### Dataset ###

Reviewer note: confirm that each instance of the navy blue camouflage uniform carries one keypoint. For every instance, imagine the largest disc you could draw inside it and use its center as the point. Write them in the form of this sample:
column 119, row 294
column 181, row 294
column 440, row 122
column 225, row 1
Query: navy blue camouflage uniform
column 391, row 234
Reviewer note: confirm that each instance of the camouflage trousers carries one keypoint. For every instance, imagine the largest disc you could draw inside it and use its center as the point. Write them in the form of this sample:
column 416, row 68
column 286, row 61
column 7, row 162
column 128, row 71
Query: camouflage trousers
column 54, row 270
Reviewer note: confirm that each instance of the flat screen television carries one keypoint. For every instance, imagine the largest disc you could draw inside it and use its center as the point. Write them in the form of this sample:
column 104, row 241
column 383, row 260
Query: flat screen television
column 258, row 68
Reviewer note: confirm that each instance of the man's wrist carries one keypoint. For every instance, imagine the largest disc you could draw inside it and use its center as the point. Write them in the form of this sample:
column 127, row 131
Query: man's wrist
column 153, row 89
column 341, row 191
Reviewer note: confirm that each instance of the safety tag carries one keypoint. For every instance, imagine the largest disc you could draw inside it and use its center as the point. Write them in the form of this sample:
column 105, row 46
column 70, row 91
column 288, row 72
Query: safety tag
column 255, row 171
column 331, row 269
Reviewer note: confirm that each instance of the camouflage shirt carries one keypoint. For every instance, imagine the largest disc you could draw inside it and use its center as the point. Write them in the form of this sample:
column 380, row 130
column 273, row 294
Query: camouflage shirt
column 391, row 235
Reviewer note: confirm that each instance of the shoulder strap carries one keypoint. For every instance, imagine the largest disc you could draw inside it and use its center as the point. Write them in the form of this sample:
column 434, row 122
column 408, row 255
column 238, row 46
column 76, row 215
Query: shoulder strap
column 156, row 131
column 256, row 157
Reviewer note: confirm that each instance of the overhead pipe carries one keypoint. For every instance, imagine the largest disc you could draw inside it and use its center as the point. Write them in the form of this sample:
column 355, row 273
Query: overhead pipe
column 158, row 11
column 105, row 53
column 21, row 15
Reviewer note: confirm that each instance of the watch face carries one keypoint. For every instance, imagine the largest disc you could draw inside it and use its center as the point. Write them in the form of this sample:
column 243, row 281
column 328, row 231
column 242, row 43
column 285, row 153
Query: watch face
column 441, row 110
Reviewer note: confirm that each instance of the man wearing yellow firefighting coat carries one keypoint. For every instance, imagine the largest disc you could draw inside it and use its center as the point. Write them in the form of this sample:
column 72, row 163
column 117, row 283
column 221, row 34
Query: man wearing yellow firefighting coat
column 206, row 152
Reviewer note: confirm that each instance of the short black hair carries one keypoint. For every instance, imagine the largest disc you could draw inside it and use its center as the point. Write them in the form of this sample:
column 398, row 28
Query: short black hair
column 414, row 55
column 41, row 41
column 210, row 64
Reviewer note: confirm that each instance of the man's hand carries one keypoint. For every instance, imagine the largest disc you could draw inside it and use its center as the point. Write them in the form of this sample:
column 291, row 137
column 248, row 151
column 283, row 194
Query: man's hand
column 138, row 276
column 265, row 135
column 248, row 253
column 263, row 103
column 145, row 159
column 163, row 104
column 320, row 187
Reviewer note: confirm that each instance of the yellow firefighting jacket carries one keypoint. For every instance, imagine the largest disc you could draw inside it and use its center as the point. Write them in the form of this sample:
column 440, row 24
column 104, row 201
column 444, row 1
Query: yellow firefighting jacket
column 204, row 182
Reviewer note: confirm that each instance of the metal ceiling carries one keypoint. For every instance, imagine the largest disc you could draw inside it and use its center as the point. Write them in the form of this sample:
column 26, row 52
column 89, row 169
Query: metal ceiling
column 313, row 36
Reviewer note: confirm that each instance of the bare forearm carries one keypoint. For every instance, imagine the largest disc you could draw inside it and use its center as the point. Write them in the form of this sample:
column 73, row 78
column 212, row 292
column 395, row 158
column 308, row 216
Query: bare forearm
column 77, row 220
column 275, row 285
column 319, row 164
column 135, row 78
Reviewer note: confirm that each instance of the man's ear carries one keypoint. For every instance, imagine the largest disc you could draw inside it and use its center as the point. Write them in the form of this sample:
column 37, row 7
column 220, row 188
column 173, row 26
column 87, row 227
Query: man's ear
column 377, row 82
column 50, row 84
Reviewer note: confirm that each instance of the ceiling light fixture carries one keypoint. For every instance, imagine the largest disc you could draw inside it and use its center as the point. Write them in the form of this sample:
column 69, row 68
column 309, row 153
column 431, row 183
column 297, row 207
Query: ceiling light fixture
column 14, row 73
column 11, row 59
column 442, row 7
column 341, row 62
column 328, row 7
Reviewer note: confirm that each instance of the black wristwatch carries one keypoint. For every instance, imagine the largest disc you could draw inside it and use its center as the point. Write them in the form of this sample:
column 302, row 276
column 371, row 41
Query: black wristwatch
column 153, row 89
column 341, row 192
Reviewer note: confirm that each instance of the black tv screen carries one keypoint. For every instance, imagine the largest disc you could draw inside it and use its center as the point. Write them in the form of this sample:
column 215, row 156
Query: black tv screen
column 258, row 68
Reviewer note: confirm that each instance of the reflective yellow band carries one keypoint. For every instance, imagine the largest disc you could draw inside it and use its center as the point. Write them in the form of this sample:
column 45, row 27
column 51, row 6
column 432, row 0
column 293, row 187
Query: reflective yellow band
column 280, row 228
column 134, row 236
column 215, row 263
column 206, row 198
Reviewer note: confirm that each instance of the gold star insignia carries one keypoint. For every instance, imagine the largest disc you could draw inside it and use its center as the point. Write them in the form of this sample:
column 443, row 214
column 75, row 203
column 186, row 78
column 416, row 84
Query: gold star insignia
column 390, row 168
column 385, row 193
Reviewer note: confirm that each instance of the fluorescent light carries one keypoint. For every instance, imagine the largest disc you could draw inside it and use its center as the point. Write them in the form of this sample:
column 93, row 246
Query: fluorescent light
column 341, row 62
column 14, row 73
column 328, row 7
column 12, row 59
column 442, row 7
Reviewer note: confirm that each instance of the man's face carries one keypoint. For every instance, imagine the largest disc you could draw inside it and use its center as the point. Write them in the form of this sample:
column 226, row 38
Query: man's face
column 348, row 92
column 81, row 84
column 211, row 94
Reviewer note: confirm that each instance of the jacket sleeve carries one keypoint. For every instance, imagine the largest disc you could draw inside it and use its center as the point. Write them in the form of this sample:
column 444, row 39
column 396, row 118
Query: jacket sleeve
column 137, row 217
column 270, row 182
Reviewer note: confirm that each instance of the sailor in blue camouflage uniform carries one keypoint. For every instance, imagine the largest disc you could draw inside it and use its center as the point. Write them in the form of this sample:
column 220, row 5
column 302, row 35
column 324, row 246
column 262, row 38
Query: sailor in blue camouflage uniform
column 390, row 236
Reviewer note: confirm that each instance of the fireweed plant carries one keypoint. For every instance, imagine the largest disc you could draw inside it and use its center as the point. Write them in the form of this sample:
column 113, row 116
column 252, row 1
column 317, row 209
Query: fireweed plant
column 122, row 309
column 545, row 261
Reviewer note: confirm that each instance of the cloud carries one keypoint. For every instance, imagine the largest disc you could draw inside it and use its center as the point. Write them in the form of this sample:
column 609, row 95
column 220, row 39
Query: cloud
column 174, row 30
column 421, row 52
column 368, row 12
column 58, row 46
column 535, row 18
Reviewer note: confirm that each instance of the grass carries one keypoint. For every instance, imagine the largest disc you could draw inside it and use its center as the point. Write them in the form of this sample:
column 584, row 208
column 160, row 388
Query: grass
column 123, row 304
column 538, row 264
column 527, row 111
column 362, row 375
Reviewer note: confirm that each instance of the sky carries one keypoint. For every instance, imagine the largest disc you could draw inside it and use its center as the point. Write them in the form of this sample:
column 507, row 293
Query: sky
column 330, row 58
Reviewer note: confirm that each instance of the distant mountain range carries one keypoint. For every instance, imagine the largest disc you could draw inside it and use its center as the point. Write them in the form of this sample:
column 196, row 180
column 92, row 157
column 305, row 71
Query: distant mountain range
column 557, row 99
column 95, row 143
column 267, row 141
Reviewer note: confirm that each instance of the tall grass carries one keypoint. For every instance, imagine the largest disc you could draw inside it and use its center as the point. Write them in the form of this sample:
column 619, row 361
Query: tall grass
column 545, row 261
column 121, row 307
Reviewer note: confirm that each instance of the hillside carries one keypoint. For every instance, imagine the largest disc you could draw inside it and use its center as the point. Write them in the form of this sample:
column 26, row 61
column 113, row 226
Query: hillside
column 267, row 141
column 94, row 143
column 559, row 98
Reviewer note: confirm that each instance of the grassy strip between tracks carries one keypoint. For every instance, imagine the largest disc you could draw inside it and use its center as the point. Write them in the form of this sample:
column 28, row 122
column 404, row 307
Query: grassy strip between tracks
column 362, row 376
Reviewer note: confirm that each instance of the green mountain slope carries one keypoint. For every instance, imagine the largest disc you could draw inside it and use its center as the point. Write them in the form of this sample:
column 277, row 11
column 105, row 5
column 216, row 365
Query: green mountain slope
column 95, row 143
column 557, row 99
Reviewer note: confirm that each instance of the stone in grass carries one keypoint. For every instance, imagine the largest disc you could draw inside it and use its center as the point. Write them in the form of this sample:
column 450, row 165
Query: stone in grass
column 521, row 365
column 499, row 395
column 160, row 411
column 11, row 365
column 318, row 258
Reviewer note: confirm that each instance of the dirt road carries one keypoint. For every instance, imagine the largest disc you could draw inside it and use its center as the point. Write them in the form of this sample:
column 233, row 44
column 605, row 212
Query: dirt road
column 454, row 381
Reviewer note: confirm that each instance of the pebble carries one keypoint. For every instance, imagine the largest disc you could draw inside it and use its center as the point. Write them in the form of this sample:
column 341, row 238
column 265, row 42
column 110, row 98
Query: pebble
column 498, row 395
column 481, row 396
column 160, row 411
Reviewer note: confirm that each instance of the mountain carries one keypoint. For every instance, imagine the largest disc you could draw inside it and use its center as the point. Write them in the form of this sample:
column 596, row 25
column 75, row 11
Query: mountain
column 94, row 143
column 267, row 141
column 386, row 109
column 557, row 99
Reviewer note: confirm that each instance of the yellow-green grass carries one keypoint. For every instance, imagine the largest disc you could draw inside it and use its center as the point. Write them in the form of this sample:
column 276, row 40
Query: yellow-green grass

###

### Problem statement
The line above containing "column 26, row 52", the line containing "Reviewer note: confirm that each instance of the bare", and every line between them are to be transcribed exactly; no other line is wanted.

### Written response
column 26, row 52
column 89, row 169
Query: metal ceiling
column 313, row 36
Reviewer note: confirm that each instance of the bare forearm carries one keypoint. For every instance, imagine the largest disc you could draw inside it and use its center as the point. Write them in the form of this sample:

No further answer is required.